**SET PROBLEM 1:**
Answer these questions about the press release article below.
(a) What does the article call the first and most important step?
(b) According to CoSchedule, what percentage of people share content to give people a better sense of who they are and what they care about?
(c) What two ways does the article give to get a facility covered in local news outlets?

**DOCUMENT EXCERPT:**
How to Actually Get Noticed with Fantastic Press Releases
If you read my article about the resources content marketers recommend, perhaps you’ve been thinking about vamping up your blogging efforts. Whether you’re just getting started or you’ve been blogging for awhile now, chances are you’re looking for new ways to increase the exposure of your storage facility.
Blogging is a great way to gain that exposure. Another great strategy to add into the mix is getting your facility covered in local news outlets. To do so, you can write press releases or pitch your ideas to local editors and reporters. Either way, taking matters into your own hands means you won’t have to wait for a journalist to approach you out of the blue. If you’re ready to get your company noticed by your target market and in your community, press releases can make that happen.
First things first: Is your facility press-worthy?
It seems like a no brainer that every organization covered in the local news should having something press-worthy to share, but take a look at your town’s newspaper or news station and you’ll find that isn’t always the case. There isn’t always a lot of material for journalists to cover, yet they’re expected to churn out new stories regularly. That’s when you’ll see more vanilla press releases or bland news stories. I could give you some tips for getting coverage like that, but our goal here is to get your facility noticed with fantastic press. Boring won’t cut it.
The first and most important step is to figure out what story your facility has to tell. The easiest way to do that? Ask yourself why an everyday person, who isn’t necessarily interested in renting storage, would care.
Too often news stories (and guest blog posts) are guises for promoting a business. The thing is, most people don’t care about that. They aren’t impressed that your facility may be the only one to offer climate-controlled storage units and they aren’t going to share a story about how you shifted your access hours to better accommodate people’s schedules. According to CoSchedule, these are the reasons people share content:
Entertainment: 49% share because it allows them to inform others of products they care about and potentially change opinions or encourage action.
Defining Ourselves: 68% share to give people a better sense of who they are and what they care about.

**ENTRIES:**
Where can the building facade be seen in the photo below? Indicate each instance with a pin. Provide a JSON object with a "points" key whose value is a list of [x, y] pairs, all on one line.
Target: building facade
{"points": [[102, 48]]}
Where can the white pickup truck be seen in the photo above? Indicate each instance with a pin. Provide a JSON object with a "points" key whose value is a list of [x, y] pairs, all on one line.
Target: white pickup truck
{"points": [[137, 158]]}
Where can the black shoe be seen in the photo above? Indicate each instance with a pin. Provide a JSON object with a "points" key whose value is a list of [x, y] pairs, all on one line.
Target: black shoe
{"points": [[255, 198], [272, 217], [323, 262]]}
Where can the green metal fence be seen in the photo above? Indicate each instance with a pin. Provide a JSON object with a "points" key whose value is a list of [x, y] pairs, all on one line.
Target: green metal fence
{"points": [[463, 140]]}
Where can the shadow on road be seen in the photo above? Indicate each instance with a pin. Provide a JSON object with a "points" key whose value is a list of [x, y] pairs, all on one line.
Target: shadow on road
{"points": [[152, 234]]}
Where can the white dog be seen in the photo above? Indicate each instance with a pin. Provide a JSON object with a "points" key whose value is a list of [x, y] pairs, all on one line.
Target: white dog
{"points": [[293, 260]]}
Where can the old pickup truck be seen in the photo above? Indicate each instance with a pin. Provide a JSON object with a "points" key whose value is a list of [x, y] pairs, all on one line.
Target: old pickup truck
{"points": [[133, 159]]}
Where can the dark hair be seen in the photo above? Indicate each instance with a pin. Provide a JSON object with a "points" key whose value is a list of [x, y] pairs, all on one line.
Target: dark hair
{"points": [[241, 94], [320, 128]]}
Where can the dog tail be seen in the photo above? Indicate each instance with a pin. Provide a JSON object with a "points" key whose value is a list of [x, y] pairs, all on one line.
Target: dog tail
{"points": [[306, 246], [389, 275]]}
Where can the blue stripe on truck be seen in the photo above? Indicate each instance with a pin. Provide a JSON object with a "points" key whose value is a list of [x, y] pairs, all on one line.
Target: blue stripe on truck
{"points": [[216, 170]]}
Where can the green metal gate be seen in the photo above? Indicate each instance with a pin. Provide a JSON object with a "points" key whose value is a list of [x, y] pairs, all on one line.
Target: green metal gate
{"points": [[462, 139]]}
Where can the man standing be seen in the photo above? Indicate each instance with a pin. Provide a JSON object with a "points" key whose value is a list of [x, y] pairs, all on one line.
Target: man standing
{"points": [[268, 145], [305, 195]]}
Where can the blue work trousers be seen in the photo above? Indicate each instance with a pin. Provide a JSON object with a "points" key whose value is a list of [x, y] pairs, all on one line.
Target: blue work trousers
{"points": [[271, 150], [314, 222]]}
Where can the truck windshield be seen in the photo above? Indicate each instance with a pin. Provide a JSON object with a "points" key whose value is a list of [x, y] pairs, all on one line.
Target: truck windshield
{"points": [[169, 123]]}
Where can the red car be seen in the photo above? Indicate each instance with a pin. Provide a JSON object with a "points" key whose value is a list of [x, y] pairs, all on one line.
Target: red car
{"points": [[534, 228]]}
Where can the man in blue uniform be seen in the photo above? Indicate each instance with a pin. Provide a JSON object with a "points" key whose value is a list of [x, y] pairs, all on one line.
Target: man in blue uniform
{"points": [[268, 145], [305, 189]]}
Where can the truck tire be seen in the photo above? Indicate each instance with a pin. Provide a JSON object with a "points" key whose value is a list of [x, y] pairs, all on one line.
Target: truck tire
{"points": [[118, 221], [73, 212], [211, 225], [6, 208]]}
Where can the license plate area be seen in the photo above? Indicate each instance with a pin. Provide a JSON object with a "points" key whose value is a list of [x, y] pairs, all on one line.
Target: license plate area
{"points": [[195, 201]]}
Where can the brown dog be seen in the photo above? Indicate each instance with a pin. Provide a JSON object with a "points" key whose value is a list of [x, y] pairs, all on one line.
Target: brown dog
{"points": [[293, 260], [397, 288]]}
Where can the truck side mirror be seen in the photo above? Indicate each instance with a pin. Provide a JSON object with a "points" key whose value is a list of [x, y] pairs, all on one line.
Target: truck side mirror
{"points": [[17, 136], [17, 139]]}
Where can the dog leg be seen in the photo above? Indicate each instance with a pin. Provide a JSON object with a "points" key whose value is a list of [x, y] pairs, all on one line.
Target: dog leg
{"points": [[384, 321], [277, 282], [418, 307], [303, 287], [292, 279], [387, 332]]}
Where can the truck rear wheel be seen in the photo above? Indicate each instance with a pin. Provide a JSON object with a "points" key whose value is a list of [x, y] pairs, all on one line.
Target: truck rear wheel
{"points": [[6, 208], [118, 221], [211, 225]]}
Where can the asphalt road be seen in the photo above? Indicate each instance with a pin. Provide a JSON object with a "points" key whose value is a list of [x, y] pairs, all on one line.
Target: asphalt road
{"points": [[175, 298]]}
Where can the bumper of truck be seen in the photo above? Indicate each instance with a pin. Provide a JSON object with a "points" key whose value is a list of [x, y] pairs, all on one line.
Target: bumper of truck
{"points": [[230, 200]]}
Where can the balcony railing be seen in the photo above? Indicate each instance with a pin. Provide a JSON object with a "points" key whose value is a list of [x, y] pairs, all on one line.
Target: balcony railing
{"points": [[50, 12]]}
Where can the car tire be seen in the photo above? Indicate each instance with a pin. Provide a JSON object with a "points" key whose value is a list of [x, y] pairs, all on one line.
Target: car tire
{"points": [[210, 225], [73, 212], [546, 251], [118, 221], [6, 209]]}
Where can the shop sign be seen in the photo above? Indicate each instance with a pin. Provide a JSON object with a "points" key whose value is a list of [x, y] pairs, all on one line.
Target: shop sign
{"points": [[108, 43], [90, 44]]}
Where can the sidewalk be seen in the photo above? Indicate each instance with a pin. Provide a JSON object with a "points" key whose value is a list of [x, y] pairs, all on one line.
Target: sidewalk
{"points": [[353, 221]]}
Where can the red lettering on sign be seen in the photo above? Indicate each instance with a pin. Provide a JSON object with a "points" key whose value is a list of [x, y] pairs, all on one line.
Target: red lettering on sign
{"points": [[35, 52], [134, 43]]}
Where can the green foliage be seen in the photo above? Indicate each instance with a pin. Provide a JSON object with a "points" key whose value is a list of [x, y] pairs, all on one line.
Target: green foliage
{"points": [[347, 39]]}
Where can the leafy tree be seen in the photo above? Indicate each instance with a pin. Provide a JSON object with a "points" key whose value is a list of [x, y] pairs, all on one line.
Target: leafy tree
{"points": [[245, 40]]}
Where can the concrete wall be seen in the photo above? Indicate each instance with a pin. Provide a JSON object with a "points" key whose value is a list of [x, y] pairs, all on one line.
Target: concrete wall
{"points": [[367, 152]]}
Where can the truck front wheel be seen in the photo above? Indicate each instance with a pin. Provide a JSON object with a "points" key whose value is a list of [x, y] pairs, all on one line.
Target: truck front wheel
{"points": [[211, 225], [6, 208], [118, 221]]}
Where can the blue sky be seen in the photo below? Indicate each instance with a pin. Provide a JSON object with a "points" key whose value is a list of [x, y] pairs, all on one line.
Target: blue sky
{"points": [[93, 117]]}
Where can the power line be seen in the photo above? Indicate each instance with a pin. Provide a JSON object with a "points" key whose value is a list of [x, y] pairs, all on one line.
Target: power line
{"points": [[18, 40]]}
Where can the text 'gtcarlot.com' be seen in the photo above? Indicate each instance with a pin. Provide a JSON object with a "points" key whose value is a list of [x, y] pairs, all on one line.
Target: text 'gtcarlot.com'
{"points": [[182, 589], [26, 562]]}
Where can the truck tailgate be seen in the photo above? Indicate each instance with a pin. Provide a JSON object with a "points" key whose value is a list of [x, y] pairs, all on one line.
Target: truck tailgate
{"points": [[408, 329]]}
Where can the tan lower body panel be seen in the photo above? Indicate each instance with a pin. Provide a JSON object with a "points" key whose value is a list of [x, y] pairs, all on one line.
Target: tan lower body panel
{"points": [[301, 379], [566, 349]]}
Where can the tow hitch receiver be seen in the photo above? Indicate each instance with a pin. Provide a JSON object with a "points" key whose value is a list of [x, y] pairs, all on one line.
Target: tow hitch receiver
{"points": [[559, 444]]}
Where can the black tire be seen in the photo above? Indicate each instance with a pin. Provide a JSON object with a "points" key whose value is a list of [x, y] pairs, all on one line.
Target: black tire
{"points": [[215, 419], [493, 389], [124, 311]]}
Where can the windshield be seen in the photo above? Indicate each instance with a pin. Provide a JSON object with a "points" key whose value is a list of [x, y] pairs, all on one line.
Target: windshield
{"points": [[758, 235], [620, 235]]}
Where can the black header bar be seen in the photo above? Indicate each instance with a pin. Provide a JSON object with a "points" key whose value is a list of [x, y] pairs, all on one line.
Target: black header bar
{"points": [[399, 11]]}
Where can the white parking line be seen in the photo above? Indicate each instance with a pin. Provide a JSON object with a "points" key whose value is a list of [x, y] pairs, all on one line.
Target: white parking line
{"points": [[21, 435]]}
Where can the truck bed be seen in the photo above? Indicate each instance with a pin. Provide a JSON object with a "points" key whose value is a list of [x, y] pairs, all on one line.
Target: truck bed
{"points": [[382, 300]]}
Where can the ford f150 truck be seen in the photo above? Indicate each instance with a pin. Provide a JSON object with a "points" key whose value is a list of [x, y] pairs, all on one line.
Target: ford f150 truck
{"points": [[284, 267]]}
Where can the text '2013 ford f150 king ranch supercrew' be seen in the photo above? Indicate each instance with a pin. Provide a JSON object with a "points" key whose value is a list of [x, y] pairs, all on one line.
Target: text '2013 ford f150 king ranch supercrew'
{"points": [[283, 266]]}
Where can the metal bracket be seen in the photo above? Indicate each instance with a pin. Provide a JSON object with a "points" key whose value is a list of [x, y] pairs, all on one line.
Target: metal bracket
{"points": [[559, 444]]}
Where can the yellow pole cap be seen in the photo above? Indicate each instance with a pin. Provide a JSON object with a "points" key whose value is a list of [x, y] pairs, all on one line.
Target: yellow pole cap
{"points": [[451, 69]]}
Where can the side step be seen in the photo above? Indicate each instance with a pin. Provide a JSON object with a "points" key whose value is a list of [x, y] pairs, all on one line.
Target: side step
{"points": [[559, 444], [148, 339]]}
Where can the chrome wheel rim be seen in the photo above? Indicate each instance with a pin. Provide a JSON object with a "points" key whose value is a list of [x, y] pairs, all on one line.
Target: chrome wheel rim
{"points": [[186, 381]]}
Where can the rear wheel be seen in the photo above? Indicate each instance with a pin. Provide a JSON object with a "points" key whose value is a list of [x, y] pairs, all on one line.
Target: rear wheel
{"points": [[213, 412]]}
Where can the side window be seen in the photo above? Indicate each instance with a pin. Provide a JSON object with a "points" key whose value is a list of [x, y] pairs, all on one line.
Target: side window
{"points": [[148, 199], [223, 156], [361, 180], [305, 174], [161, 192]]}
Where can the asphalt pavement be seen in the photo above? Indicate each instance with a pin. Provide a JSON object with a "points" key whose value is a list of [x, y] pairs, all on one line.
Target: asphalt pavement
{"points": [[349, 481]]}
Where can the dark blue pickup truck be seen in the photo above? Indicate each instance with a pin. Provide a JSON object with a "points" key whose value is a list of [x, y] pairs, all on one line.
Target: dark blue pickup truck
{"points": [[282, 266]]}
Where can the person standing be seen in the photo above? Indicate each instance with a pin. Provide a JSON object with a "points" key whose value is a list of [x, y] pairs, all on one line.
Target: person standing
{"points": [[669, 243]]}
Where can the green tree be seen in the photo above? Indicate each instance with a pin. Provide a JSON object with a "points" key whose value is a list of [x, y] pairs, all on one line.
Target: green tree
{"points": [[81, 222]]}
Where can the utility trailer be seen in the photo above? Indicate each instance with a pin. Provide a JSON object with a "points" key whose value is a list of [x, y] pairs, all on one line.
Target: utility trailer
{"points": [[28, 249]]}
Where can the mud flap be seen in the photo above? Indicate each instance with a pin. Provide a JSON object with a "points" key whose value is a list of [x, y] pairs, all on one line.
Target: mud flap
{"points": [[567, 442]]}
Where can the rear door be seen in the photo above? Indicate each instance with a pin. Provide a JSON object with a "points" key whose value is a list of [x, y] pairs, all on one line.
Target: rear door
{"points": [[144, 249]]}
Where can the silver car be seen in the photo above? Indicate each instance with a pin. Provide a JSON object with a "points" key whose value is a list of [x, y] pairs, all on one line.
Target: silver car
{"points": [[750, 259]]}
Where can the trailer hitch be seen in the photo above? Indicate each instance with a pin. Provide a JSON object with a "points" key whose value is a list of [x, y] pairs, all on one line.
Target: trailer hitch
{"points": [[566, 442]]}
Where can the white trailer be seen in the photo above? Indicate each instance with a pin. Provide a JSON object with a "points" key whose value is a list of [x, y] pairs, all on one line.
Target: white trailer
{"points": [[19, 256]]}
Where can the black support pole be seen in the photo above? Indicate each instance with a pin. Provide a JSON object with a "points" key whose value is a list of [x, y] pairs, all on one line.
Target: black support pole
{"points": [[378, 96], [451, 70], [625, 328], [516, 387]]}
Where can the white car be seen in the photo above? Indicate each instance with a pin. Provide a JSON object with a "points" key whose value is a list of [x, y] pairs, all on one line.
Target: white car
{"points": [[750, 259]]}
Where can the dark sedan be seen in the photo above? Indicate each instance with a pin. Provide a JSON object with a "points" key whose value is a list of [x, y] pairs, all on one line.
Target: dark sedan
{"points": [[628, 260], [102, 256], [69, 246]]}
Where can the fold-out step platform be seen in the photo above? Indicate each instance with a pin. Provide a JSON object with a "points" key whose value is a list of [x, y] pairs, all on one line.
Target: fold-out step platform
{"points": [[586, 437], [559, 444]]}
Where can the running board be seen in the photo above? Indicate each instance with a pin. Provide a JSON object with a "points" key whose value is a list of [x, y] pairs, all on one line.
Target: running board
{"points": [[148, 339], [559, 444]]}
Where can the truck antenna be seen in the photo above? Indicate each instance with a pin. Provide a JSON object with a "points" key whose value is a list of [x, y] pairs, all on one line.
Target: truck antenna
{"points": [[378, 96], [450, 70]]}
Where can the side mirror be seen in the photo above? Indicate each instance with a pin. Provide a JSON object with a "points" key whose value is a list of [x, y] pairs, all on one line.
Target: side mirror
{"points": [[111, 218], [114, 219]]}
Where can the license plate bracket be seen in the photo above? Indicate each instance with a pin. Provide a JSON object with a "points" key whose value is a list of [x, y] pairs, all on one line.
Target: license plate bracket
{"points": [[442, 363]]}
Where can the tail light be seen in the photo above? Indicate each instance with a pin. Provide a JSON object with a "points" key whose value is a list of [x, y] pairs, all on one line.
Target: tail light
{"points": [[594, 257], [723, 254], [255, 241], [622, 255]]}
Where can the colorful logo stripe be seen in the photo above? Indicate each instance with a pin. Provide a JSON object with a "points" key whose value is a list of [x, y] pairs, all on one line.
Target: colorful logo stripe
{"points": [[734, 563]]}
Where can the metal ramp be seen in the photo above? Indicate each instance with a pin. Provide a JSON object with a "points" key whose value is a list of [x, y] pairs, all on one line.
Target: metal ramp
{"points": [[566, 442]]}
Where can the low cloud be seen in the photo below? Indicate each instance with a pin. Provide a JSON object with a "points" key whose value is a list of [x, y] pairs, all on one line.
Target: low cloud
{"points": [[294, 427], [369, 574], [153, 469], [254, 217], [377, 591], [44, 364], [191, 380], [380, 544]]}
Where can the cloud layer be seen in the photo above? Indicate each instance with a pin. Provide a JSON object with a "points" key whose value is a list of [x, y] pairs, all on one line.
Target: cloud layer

**SET PROBLEM 2:**
Locate each line in the listing above that contains the word "platform" and copy it out in full.

**WRITTEN RESPONSE 1:**
(a) Figuring out what story your facility has to tell.
(b) 68%.
(c) Writing press releases or pitching your ideas to local editors and reporters.

**WRITTEN RESPONSE 2:**
Where can the fold-out step platform be seen in the photo above? Indicate each instance with a pin. Provide a JSON object with a "points" key whose value is a list of [x, y] pairs, all on one line.
Target: fold-out step platform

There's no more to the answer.